Directions – Decide whether each statement agrees with the passage about the Bob Graham Round below: (a) the round must be completed in less than 24 hours; (b) Fiennes will run the round counterclockwise; (c) pacers and support runners are allowed on the round. Answer yes or no for each, and quote the words of the passage that decide it.

Text passage –

Eiger conqueror Sir Ranulph Fiennes has set himself a new challenge: the Bob Graham Round.
The Bob Graham is a punishing route over 42 Lakeland fells, covering around 63 miles, all to be completed in less than 24 hours. It involves about 26,000ft of ascent.
Blencathra, with Hall's Fell Ridge, on the Bob Graham Round
Sir Ranulph, whose list of exploits included visiting both the North and South Pole by land, running seven marathons in seven days on different continents and sawing off the frostbitten finger ends of one hand in his garden shed, will attempt the circuit this summer.
He said he had the idea as an alternative to taking part in the Lowe Alpine Mountain Marathon. Sir Ran, cousin of film actor Ralph Fiennes, will start the run at 1am on 28 July from its official setting-off point, the Moot Hall in the centre of Keswick. The route includes Scafell Pike, Helvellyn and Skiddaw and is reckoned to be one of the best tests of fellrunning stamina in the country.
He will attempt the round in a clockwise direction, ascending Skiddaw first, with his team of pacers and support runners, which are permitted in the Bob Graham Round. He will need to maintain a speed of about 4.5km/hour to complete the distance in 24 hours.

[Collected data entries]
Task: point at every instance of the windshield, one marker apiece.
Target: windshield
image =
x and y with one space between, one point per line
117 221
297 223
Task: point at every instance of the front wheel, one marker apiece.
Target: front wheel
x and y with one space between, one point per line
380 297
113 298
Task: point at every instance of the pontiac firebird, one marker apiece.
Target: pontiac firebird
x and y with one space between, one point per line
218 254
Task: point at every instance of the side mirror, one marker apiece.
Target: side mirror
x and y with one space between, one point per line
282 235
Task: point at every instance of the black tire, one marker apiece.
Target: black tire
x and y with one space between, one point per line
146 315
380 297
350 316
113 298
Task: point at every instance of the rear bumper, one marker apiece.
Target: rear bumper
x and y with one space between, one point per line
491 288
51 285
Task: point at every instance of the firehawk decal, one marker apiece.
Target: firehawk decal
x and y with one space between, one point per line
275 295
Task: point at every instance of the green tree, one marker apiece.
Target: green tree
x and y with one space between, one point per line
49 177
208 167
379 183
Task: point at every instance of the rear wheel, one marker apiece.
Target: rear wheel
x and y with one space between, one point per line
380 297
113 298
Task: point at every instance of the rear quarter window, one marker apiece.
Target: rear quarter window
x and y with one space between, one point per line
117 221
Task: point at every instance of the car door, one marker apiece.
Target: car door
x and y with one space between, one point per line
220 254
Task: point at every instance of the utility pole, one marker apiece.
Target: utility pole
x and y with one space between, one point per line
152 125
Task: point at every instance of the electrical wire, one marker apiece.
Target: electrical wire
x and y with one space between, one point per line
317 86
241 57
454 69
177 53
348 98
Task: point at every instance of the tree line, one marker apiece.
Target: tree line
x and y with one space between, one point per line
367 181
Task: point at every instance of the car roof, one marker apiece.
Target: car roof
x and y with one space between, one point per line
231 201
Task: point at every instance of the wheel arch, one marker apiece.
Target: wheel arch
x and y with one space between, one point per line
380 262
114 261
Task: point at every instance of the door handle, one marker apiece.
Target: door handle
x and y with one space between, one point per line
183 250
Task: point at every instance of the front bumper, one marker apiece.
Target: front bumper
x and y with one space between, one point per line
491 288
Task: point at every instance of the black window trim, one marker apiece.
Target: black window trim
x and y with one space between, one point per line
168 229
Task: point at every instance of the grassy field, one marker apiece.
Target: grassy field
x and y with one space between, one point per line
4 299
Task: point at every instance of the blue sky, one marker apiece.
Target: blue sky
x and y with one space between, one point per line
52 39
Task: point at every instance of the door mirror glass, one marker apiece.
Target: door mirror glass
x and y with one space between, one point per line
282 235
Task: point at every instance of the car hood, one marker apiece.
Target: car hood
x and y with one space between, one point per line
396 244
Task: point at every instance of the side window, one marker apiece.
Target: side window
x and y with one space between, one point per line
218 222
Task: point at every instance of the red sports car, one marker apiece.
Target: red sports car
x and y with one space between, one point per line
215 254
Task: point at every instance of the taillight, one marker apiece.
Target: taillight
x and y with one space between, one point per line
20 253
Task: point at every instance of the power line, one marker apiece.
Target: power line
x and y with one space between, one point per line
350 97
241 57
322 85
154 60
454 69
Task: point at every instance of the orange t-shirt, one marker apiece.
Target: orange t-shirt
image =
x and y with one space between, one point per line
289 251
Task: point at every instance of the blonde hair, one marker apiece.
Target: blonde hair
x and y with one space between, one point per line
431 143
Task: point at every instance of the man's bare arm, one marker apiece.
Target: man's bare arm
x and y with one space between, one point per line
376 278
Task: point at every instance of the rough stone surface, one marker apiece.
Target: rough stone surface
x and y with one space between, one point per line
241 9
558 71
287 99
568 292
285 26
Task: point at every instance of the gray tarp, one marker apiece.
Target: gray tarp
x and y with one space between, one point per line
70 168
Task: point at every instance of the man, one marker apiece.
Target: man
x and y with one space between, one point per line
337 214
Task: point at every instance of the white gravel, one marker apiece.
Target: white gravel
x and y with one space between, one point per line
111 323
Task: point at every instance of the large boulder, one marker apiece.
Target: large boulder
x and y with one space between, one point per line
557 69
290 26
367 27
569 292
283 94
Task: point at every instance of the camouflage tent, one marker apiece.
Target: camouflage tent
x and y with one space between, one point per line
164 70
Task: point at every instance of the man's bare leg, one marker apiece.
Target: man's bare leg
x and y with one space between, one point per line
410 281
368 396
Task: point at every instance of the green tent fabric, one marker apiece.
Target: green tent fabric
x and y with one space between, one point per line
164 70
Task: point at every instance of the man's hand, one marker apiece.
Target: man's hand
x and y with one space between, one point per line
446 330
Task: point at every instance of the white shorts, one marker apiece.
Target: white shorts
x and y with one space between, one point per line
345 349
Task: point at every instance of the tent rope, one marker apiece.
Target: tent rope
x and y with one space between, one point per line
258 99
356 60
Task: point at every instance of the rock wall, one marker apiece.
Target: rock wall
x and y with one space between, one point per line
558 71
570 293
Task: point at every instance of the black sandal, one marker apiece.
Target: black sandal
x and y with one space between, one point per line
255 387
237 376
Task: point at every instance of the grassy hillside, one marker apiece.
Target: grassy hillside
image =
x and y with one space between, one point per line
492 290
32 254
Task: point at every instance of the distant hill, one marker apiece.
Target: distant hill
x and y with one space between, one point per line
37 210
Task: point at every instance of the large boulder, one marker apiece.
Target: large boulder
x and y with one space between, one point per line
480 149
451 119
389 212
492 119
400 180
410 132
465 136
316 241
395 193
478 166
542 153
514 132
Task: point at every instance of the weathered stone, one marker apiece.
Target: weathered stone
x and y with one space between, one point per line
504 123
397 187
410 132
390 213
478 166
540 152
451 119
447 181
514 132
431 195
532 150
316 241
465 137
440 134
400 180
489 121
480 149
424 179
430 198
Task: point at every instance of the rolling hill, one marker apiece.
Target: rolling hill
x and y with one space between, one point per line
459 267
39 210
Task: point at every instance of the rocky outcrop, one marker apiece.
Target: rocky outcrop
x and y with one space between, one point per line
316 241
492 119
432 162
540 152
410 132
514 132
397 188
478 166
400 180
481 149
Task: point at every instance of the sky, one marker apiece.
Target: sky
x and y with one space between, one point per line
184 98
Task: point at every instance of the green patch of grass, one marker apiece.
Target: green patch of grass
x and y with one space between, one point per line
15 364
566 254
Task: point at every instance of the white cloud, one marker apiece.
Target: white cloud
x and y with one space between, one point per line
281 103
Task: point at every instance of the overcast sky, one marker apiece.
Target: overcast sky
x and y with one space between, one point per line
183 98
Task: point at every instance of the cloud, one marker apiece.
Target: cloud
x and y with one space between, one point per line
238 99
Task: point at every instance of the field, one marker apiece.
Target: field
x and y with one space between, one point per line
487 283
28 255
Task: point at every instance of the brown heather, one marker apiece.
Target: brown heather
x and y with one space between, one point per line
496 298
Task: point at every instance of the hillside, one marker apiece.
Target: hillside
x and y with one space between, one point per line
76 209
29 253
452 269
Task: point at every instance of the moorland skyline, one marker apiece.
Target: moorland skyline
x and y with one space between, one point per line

Worked solution –
(a) Yes: "all to be completed in less than 24 hours"
(b) No: "He will attempt the round in a clockwise direction"
(c) Yes: "with his team of pacers and support runners, which are permitted in the Bob Graham Round"